[BEGIN DATA ENTRIES]

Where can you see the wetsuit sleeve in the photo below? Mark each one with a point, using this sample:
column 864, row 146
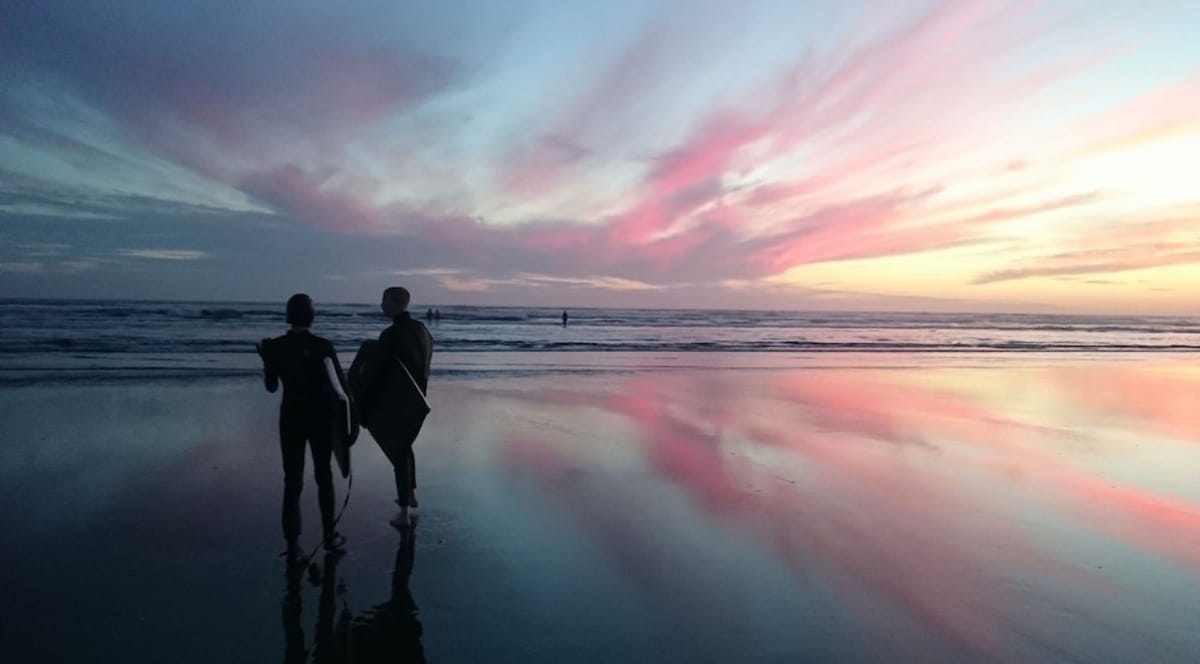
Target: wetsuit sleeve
column 373, row 370
column 341, row 375
column 270, row 374
column 429, row 359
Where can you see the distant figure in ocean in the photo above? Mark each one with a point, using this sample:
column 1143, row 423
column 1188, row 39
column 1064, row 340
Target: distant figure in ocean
column 391, row 632
column 411, row 344
column 306, row 416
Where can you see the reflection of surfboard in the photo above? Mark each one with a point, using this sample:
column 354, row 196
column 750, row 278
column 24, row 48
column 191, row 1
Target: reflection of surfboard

[END DATA ENTRIES]

**GIVEN PROBLEM**
Could you set down all of the lines above word for word, leaving the pictures out of your answer?

**ANSWER TO THE PROBLEM**
Where can you see the wetsuit sleeve in the photo below? Mark each one with a point, using this sample:
column 864, row 146
Target: wetsuit sleeve
column 373, row 370
column 341, row 375
column 270, row 374
column 429, row 359
Where can you see the distant figure in ocean in the photo above? Mark each one with a point, using this sample:
column 1143, row 423
column 1188, row 39
column 1064, row 340
Target: distant figure in ocean
column 391, row 632
column 411, row 344
column 306, row 416
Where can you see the reflection of surfboard in the photo above? Mark each one with a point, using this sample:
column 354, row 196
column 750, row 278
column 24, row 48
column 191, row 1
Target: reflection of surfboard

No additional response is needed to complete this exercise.